GIVEN REQUEST 1 -> Reproduce the thread on Hobie inflatable sidekicks below word for word, covering everything from "We have found" down to "conditions as well.".
GIVEN REQUEST 2 -> Go on with the thread on Hobie inflatable sidekicks below, picking up after its final post.

DOCUMENT ->
# Hobie inflatable amas/sidekicks



## roller (Jun 18, 2009)

Hi have any of you guys put these blow up jobs on an adventure? was it worth it? were you pleased with them? any info would be good,I'm thinking about putting them on my Yak when it gets here..

All the best

Roller


----------



## Rhino (Dec 17, 2007)

A guy from my local area bought a Revo and sail kit. He tipped it twice under sail and was going to sell it. I put it in the for sale section for him on this forum. Anyway, after finding a buyer for him, he changed his mind and decided to try the sidekicks first. I saw him packing up the other day and stopped for a chat. He loves the side kicks and is keeping his yak. ;-)


----------



## Orange (Aug 31, 2008)

Hi Roller,

We have sidekicks on our Outfitter, just for extra stability when sailing. SUV has just fitted sidekicks to his Outback as well, also for sailing.

We have found them to be really good. They don't get in the way when fishing either, they just make the yak that little bit more stable in the rough conditions as well.

Cheers,
Georgia ;-)


----------



## roller (Jun 18, 2009)

Thanks I think I'll order them for my Adventure, that is unless I get the Adventure Island...


----------



## Astro (Nov 27, 2006)

roller said:


> Thanks I think I'll order them for my Adventure, that is unless I get the Adventure Island...


get the AI


----------



## FISHPEDDLER (May 12, 2007)

I've got a set on my Hobie Outback and I reackon they're great. Although I never tipped the yak before fitting, I nearly did once in rough weather at night trying to pull in an anchor and another time had a playful seal nearly capsize me. With the sidekicks on I think it would be nearly impossible to tip and now I can walk along the kayak from end to end and at times sight cast standing up. Things like a call of nature no longer require the skills of a circus balancer. As far as slowing the speed of the kayak down, it probably does a bit, but not enough to really notice the difference. Cheers Paul


----------



## Del (Jun 23, 2009)

are these available for all of the hobie range?


----------



## roller (Jun 18, 2009)

Del said:


> are these available for all of the hobie range?


Thats what I would like to know, are the sidekicks compatible with the Adventure


----------



## YakN00b (Jun 9, 2008)

roller said:


> Del said:
> 
> 
> > are these available for all of the hobie range?
> ...


Seeingas the Adventure Islander comes with ama's and a sail I would think so


----------



## Del (Jun 23, 2009)

i have a Quest lined up.. so was curious for a bit more stability..


----------



## FISHPEDDLER (May 12, 2007)

I don't see any reason why the Hobie sidekicks couldn't be fitted to any kayak. I'm sure any of the dealers would be happy to discuss it. Cheers Paul


----------



## roller (Jun 18, 2009)

FISHPEDDLER said:


> I don't see any reason why the Hobie sidekicks couldn't be fitted to any kayak. I'm sure any of the dealers would be happy to discuss it. Cheers Paul


The dealers in the UK are useless.......

GIVEN MATERIAL ->
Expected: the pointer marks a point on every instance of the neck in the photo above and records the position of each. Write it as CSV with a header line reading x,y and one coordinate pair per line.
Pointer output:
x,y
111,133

EXPECTED ANSWER 1 ->
We have found them to be really good. They don't get in the way when fishing either, they just make the yak that little bit more stable in the rough conditions as well.

EXPECTED ANSWER 2 ->
----------



## Ranger (May 31, 2008)

Del said:


> i have a Quest lined up.. so was curious for a bit more stability..


A Quest feallah? Nice kayak! :lol:

I'm getting a pair for the Outback also, so's I can stand (maybe even bowfish from it). Have a chat with Kym at Binks Marine West Beach.


----------



## Del (Jun 23, 2009)

yeah a quest... ya know much bout them????

LOL

yeah id love a bit more stability if i hit open water. would def be an advantage!


----------



## Feral (Oct 18, 2008)

How about a photo or link to a photo of them? Got me interested for my father who is a bit nervous on his yak. (having fallen out of his canoe several times!)


----------



## Ranger (May 31, 2008)

Page 8, just under the Turbo fins:
http://www.hobiecat.com/media/pdf/e2008 ... yak_PA.pdf


----------



## Feral (Oct 18, 2008)

Ta for that. They look ok, dunno if I am game to ring up and ask how much though!


----------



## Sunhobie (Jun 22, 2006)

The sidekicks can be attached to any sit-on kayak which has a suitable mounting surface (usually behind the seating position. The mounting point needs to be solid- like a reinforced gunwale, (not just a flat thin deck area).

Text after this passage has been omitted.